__Exercise__: Report how many lines of the records below contain the word "white". Give only the number.

__Exercise material__:
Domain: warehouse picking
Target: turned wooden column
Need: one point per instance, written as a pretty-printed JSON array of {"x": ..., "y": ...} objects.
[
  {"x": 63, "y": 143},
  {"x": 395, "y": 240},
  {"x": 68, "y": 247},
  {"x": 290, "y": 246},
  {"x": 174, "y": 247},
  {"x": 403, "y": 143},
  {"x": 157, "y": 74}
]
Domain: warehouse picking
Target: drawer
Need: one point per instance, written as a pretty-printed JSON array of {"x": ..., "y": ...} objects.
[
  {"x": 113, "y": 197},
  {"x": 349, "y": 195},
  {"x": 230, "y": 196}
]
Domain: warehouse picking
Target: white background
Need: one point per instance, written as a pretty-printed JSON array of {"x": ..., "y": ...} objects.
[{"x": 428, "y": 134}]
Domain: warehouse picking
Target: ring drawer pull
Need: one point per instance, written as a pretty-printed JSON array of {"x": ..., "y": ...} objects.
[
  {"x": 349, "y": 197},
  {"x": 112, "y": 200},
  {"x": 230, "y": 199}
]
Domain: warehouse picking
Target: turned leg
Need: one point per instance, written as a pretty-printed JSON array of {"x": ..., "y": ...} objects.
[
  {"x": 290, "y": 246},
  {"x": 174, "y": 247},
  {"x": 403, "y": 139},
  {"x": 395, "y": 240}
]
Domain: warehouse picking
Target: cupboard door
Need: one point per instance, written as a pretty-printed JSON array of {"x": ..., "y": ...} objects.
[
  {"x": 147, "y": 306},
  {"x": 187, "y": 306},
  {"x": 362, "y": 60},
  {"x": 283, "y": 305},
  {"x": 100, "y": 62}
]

...

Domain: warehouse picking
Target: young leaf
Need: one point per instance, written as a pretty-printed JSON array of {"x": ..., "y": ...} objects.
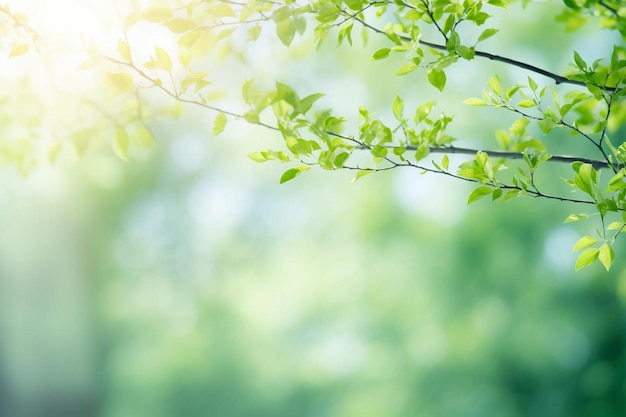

---

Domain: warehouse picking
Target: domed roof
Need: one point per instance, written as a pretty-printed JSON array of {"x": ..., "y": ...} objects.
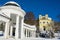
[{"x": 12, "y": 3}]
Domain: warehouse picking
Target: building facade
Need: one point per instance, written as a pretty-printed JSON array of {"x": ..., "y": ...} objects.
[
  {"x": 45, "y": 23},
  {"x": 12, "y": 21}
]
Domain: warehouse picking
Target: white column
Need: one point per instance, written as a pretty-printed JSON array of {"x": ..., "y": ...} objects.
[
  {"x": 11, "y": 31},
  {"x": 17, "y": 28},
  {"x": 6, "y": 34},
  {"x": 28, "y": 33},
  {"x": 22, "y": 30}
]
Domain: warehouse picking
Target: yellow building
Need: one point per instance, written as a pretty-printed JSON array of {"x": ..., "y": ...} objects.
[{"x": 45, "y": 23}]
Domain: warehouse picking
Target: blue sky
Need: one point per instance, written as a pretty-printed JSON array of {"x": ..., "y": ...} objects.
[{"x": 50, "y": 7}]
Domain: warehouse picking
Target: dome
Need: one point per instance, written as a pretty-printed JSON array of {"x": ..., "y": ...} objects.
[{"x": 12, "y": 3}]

__Reply__: 2